▶ [Set exercise 1]
Rewrite the paragraph of the court judgment that begins "In casu, the presence or absence" in shorter form, keeping its main facts.
▶ [Set exercise 2]
Reproduce a section of the court judgment word for word, starting at the words "2. To be exceptional" and ending after "or specially different.".
▶ [Set exercise 3]
Pick up the court judgment on exceptional circumstances after its last sentence and carry it on.

::: Page

2. To be exceptional the circumstances concerned must arise out of, or be incidental to, the particular case.
3. Whether or not exceptional circumstances exist is not a decision which depends upon the exercise of a judicial discretion: their existence or otherwise is a matter of fact which the Court must decide accordingly
4. Depending on the context in which it is used, the word 'exceptional' has two shades of meaning: the primary meaning is unusual or different: the secondary meaning is markedly unusual or specially different.
5. Where, in a statute, it is directed that a fixed rule shall be departed from only under exceptional circumstances, effect will, generally speaking, best be given to the intention of the Legislature by applying a strict rather than a liberal meaning to the phrase, and by carefully examining any circumstances relied on as allegedly being exceptional.'"
[20] In casu, the presence or absence of exceptional circumstances is contested terrain. The predicament that the applicant finds itself, in the event the order of Tolmay J is not made effective, is that it will be forced to shut down the training of Basic Ambulance Assistants or as the first respondent argued, not be operational for a period of about nine months while it rearranges its operations, which will include the retraining of staff. That the applicant would have to do that after 22 years of uninterrupted service, is out of the ordinary. Moreover, the parties are awaiting a date of hearing of the application for leave to appeal. As at the hearing of this urgent application, the date of hearing of the application for leave to appeal had not been set, and TolmayJ had not advanced any reasons for her order. It is cold comfort therefore that the first respondent suggests that the risk that the applicant stands to run is the retraining of its staff which may take approximately nine months, while the said nine months is not even guaranteed. Inherent in the first respondent's reply to the contention that the applicant will have to contemplate closing down, is an unintended acknowledgement that the applicant stands to suffer harm and that such harm, from the first respondents' point of view, can be mitigated.

::::::
::: Supplied material

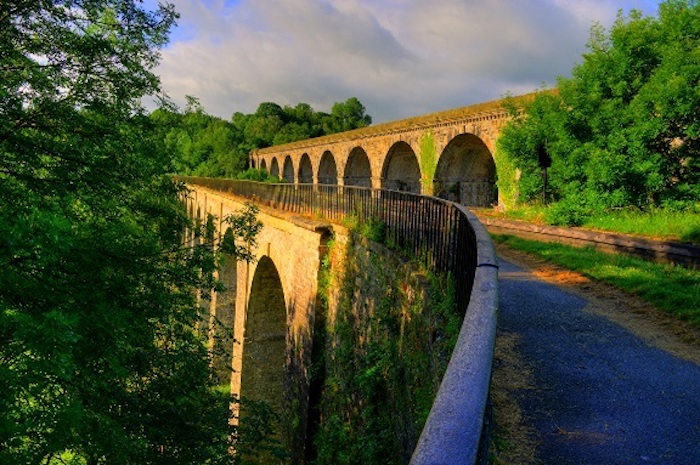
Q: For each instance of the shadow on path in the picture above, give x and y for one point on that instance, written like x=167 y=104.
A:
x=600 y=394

::::::
::: Supplied material

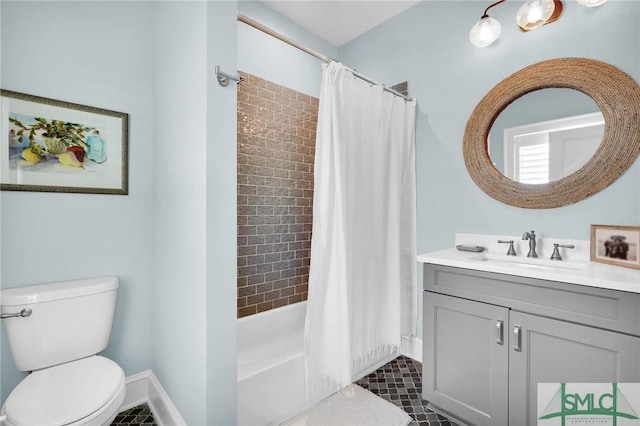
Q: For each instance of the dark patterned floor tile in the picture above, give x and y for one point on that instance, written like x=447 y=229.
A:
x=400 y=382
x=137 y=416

::::::

▶ [Answer 1]
Whether exceptional circumstances exist is disputed. If Tolmay J's order is not made effective, the applicant will have to shut down its Basic Ambulance Assistant training. The first respondent argued instead that the applicant would be non-operational for about nine months while it rearranges its operations and retrains staff. Either outcome is out of the ordinary after 22 years of uninterrupted service. The parties are also awaiting a hearing date for the application for leave to appeal. When this urgent application was heard, no date had been set and Tolmay J had given no reasons for her order. The nine-month retraining risk the first respondent suggests is cold comfort, since even that period is not guaranteed. By arguing that the harm of closing down can be mitigated, the first respondent unintentionally acknowledges that the applicant stands to suffer harm.

▶ [Answer 2]
2. To be exceptional the circumstances concerned must arise out of, or be incidental to, the particular case.
3. Whether or not exceptional circumstances exist is not a decision which depends upon the exercise of a judicial discretion: their existence or otherwise is a matter of fact which the Court must decide accordingly
4. Depending on the context in which it is used, the word 'exceptional' has two shades of meaning: the primary meaning is unusual or different: the secondary meaning is markedly unusual or specially different.

▶ [Answer 3]
[21] The first respondent exercises regulatory functions and one must ask if this matter is one of those rarest of cases where the court deviates from what is the norm, thus keeping the order of Tolmay J effective. The fact that in the event the order is not made operational applicant's operations will be affected, is a singular most convincing factor for this court to get involved. For it is precisely what the order of Tolmay J sought to prevent. I am mindful of the fact that the court should intervene only in the most rarest of cases and that whenever it does so, it is after a period of thorough reflection and caution. I am not dismissive of the statutorily conferred powers of the first respondent to regulate the applicant. However, the fact that the first respondent for over a period of six years did not exercise the regulatory function it always could have, during which time the applicant conducted its operations, suggests that harm, on the part of the respondents, from a regulatory point of view is absent. On the flip side, if the order is not suspended, applicant will need to deploy financial and other resources to capacitance its staff. That this will need to happen and that it has financial implications is not in dispute. This in my view is sufficient to make a finding that exceptional circumstances, on the facts of this case are present.
[22] I am accordingly of the view that the application must succeed.
[23] I therefore make the following order:
1. That pending the respondents' application for leave to appeal, or an appeal (in the event leave to appeal is granted), the order of Tolmay J, dated 30 March 2017, shall remain effective;
2. That the respondents are directed to pay the costs of the application jointly and severally, which costs are to include costs consequent upon the employment of two counsel.
_______________
SA THOBANE.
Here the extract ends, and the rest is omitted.